> TASK DETAILS
Copy out, word for word, the lines between the one holding "# point at: the black" and the one holding "# point at: the decorated", inclusive, leaving out the pictures.

> DATA RECORDS
__________________________________________________

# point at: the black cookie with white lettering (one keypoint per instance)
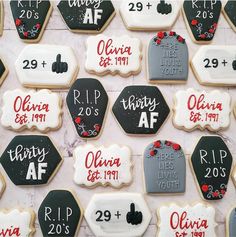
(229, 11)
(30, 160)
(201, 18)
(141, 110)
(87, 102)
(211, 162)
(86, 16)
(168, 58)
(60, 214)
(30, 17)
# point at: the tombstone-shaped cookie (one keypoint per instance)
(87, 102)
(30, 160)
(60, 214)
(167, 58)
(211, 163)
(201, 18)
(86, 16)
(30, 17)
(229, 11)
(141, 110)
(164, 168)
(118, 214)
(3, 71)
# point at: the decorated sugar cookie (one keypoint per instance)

__________________________________________________

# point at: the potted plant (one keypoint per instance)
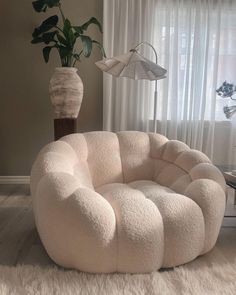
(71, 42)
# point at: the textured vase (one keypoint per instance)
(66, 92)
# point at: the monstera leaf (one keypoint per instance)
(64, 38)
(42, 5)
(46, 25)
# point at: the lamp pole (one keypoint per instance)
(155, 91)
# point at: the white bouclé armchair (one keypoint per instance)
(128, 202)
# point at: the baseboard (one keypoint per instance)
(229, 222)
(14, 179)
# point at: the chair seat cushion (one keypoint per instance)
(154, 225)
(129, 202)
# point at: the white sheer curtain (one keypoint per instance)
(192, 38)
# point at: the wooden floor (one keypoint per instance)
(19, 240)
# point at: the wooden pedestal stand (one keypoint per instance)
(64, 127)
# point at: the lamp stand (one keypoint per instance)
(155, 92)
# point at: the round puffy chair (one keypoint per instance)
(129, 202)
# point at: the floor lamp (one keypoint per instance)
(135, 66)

__________________________________________________

> RESPONSE BELOW
# point at: the black cookie with white lettering (one keypoint per instance)
(229, 11)
(30, 160)
(201, 18)
(141, 110)
(87, 102)
(211, 162)
(86, 16)
(168, 58)
(60, 214)
(30, 17)
# point at: the tombstone-shaped cookie (one keypoint per instance)
(87, 102)
(30, 160)
(60, 214)
(167, 58)
(211, 163)
(201, 18)
(86, 16)
(30, 17)
(229, 11)
(141, 110)
(164, 168)
(118, 214)
(3, 71)
# point at: the decorated sugar cookie (one keypoint per instance)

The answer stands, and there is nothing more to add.